Вступив в боевое соприкосновение с СССР на Дальнем Востоке, Япония рассчитывала, что наша страна включится в военный конфликт с Германией и тем самым ослабит свой дальневосточный фланг. Японские эмиссары в Берлине прямо говорили немецкому руководству, что излишнее миротворчество может повредить Антикоминтерновскому пакту, связавшему стратегические интересы Германии и Страны восходящего солнца. Очевидно, что у советского руководства точка зрения была противоположной, и одним из мотивов заключенного 23 августа Договора о ненападении являлось недопущение «двухфронтового» варианта ближайших событий. Со своей стороны, Гитлер, вплоть до подписания этого документа, не был уверен в нейтральном отношении СССР к войне с Польшей, полагая, что Сталин при удобном случае может ввести войска на территорию бывшей части Российской империи. Подчеркнем: руководство вермахта и абвера предупреждали своего лидера о коварстве его советского визави, полагая, что одновременная война и на западном, и на восточном фронте будет для Германии губительной [Волков, Славин, 1999: 339, 354]. Немецкие военные не исключали возможности пересмотра времени осуществления плана «Вайс», если к намеченным в нем срокам вторжения в Польшу СССР не будет гарантированно нейтрализован.

Пакт о ненападении

В условиях тревожного недоверия друг к другу Германия и СССР начали «прорывной этап» своих взаимоотношений. Важнейшей датой этого процесса стало 3 августа, когда синхронно в Берлине встретились Риббентроп и Г.А. Астахов, а в Москве - Молотов и Ф. фон Шуленбург. По мнению немецкой стороны, эра «политических противоречий» закончилась и, говоря словами Риббентропа, «можно обменяться мнениями более конкретным порядком» [Белые пятна, 2010: 153]. Молотов сохранял свойственную ему осторожность, делая упор на первоочередном решении взаимовыгодных торгового-кредитных проблем в рамках берлинских переговоров.

Астахов в переписке с Молотовым отмечал скептицизм немцев по поводу объявленных в начале августа встреч военных делегаций СССР, Англии и Франции. В этих условиях немцы считают «мыслимым пойти на известную договоренность... чтобы этой ценой нейтрализовать нас в случае войны с Польшей» [Белые пятна, 2010: 153]. На эту тему весьма однозначно высказалось и Политбюро ЦК ВКП(б), заявившее в своем решении от 11 августа о желательности «вступить в официальное обсуждение поднятых немцами вопросов, о чем известить Берлин» [Белые пятна, 2010: 156].

Теперь на первый план выдвигался формат возможных соглашений. Постоянно консультируясь со Сталиным, Молотов внес немецкой стороне предложение заключить Пакт о ненападении, сопроводив его протокольным документом, затрагивавшим вероятные ситуационные последствия этого совместного документа [Белые пятна, 2010: 156]. Именно это приложение к Пакту, а не он сам, стали токсичны в международно-правовой практике, что стало предметом острых дискуссий. Проект пакта и протокола к нему были 19 августа переданы Ф. фон Шуленбургу, несколько скорректированы в Берлине и подписаны в Москве 23 августа, для чего из Берлина в советскую столицу прибыл Риббентроп.

Задания:
a – Ответьте по тексту о пакте о ненападении:
(i) Какой пакт связывал стратегические интересы Германии и Японии?
(ii) Какого числа проект пакта и протокола был передан Ф. фон Шуленбургу?
(iii) Кто прибыл из Берлина в Москву для подписания пакта?
b – Перепишите из текста о пакте о ненападении отрывок, начиная со слов «Теперь на первый» и заканчивая словами «столицу прибыл Риббентроп.».
Строки с данными для выполнения не понадобятся.

Данные:
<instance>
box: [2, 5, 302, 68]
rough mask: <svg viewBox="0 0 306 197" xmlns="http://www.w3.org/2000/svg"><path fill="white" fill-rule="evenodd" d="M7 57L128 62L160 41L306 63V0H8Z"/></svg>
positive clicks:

Ответы:
a –
(i) Антикоминтерновский пакт.
(ii) 19 августа.
(iii) Риббентроп.

b –
Теперь на первый план выдвигался формат возможных соглашений. Постоянно консультируясь со Сталиным, Молотов внес немецкой стороне предложение заключить Пакт о ненападении, сопроводив его протокольным документом, затрагивавшим вероятные ситуационные последствия этого совместного документа [Белые пятна, 2010: 156]. Именно это приложение к Пакту, а не он сам, стали токсичны в международно-правовой практике, что стало предметом острых дискуссий. Проект пакта и протокола к нему были 19 августа переданы Ф. фон Шуленбургу, несколько скорректированы в Берлине и подписаны в Москве 23 августа, для чего из Берлина в советскую столицу прибыл Риббентроп.